GIVEN DATA –
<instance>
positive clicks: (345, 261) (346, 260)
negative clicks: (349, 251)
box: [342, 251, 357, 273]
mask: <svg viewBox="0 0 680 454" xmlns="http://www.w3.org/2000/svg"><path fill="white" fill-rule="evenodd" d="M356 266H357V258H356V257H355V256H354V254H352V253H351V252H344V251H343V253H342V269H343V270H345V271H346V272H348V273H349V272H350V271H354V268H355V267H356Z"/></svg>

WHAT THE TASK ASKS –
Make an exact copy of the data above.

RESPONSE –
<instance>
positive clicks: (345, 261) (346, 260)
negative clicks: (349, 251)
box: [342, 251, 357, 273]
mask: <svg viewBox="0 0 680 454" xmlns="http://www.w3.org/2000/svg"><path fill="white" fill-rule="evenodd" d="M356 266H357V258H356V257H355V256H354V254H352V253H351V252H344V251H343V253H342V269H343V270H345V271H346V272H348V273H349V272H350V271H354V268H355V267H356Z"/></svg>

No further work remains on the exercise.